Location identification entries
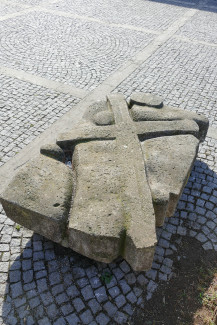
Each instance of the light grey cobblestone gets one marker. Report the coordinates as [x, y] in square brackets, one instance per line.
[26, 110]
[70, 51]
[193, 30]
[182, 73]
[40, 282]
[127, 13]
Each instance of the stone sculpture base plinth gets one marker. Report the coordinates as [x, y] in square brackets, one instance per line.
[130, 163]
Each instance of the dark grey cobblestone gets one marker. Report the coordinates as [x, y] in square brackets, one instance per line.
[40, 282]
[65, 301]
[26, 110]
[71, 51]
[123, 12]
[183, 74]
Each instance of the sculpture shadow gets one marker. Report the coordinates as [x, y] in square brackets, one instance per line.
[48, 283]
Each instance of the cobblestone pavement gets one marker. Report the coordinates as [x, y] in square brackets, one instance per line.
[170, 49]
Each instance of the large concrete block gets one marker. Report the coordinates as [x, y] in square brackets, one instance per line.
[130, 164]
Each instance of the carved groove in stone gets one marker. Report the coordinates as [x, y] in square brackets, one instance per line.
[130, 164]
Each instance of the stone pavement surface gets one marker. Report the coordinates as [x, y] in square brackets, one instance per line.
[57, 56]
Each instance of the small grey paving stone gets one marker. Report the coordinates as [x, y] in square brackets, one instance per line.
[208, 245]
[120, 301]
[16, 289]
[44, 321]
[110, 308]
[102, 319]
[87, 292]
[73, 319]
[120, 318]
[60, 321]
[201, 238]
[78, 304]
[95, 306]
[86, 317]
[101, 294]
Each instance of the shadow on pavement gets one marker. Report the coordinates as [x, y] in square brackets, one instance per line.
[48, 284]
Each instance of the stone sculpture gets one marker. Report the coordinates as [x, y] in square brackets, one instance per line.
[130, 163]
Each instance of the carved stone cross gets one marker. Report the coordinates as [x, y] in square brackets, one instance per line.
[129, 166]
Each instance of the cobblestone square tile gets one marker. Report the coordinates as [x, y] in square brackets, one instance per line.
[202, 27]
[26, 108]
[183, 74]
[82, 54]
[127, 13]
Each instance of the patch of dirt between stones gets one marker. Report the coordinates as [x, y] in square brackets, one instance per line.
[190, 297]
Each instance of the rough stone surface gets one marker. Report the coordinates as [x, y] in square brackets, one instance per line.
[182, 70]
[39, 197]
[112, 214]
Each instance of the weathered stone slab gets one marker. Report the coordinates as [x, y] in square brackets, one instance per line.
[129, 166]
[168, 173]
[39, 197]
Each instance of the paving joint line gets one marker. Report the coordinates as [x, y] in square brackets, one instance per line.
[188, 40]
[95, 20]
[16, 14]
[72, 117]
[44, 82]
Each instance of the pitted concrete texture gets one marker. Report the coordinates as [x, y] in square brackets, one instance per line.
[186, 77]
[119, 195]
[39, 283]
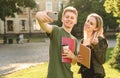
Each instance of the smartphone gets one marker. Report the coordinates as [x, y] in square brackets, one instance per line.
[53, 15]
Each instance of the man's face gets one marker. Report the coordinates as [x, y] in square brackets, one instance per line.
[69, 19]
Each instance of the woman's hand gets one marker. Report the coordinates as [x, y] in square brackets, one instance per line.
[79, 58]
[94, 40]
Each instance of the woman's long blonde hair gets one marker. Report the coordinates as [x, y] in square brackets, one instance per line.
[99, 23]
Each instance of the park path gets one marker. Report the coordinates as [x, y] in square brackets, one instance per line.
[14, 57]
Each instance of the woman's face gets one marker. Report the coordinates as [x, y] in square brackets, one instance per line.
[69, 19]
[90, 24]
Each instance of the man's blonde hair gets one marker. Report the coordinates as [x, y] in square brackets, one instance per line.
[70, 9]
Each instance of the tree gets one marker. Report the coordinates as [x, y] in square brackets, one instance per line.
[113, 6]
[10, 7]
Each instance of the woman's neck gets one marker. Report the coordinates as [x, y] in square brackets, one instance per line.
[67, 29]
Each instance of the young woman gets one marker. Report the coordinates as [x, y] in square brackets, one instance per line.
[57, 68]
[95, 40]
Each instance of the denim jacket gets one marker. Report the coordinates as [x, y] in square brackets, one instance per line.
[98, 55]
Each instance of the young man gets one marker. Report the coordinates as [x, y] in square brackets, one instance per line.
[57, 68]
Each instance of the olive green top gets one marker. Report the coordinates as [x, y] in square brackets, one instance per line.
[56, 68]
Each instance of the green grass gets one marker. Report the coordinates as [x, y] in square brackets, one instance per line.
[40, 71]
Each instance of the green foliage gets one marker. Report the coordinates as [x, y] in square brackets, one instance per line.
[9, 7]
[115, 61]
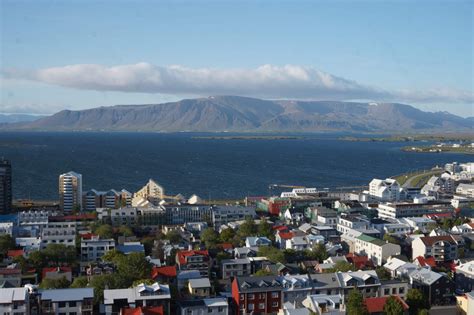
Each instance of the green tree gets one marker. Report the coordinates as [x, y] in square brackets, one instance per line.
[227, 235]
[382, 273]
[104, 231]
[273, 254]
[265, 229]
[415, 301]
[6, 243]
[210, 238]
[393, 307]
[60, 283]
[173, 236]
[79, 282]
[248, 228]
[355, 303]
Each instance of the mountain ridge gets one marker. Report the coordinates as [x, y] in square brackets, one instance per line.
[242, 114]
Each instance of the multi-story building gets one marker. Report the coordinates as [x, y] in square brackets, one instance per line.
[436, 288]
[464, 276]
[59, 233]
[5, 186]
[410, 209]
[15, 301]
[211, 306]
[142, 295]
[442, 248]
[70, 191]
[385, 189]
[67, 301]
[93, 249]
[194, 260]
[236, 268]
[225, 214]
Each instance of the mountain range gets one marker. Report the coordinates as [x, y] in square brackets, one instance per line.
[240, 114]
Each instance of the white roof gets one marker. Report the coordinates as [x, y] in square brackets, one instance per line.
[64, 295]
[8, 295]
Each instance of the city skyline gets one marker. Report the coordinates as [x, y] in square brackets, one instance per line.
[58, 55]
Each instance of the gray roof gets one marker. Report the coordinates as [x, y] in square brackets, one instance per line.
[64, 295]
[200, 283]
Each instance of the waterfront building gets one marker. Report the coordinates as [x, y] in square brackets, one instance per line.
[5, 186]
[70, 191]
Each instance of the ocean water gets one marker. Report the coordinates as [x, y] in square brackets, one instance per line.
[210, 168]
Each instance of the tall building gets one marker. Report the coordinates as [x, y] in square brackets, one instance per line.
[70, 191]
[5, 185]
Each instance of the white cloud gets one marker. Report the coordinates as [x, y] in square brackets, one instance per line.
[267, 81]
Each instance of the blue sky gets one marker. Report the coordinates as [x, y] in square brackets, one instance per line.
[417, 52]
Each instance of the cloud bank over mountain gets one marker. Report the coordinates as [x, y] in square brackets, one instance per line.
[267, 81]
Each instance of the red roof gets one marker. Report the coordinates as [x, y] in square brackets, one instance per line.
[55, 269]
[286, 235]
[155, 310]
[225, 246]
[375, 305]
[182, 254]
[166, 271]
[426, 261]
[15, 252]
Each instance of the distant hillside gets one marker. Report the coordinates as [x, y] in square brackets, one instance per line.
[234, 113]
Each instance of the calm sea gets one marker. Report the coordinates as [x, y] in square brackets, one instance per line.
[210, 168]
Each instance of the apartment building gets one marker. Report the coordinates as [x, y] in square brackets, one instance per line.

**Short problem:** Beginning at the line containing "Each instance of the blue", repeat each line exactly through the last line of the entries, and include no other lines.

**Full response:**
Each instance of the blue sky gets one marker. Report the coordinates as [x, y] in square brackets, one instance per line.
[417, 52]
Each instance of the cloud bank over mountain gets one marker. Report the coordinates as [x, y] in square brackets, one instance per line.
[267, 81]
Each instance of the red roof gets one marker. Report the coordinates as [x, y] in square brackets, one instance per line.
[55, 269]
[286, 235]
[155, 310]
[225, 246]
[375, 305]
[182, 254]
[166, 271]
[426, 261]
[15, 252]
Each instance of the distant hillside gets one marker. Report the coordinates as [x, y] in square brackets, one instance per line.
[234, 113]
Each instance of the calm sea gets one marker. Report the coordinates as [x, y] in square brackets, one instance per line.
[210, 168]
Each instance of the apartment building gets one marker. Report the coordinates as [x, y] in square brackets, one instance per line.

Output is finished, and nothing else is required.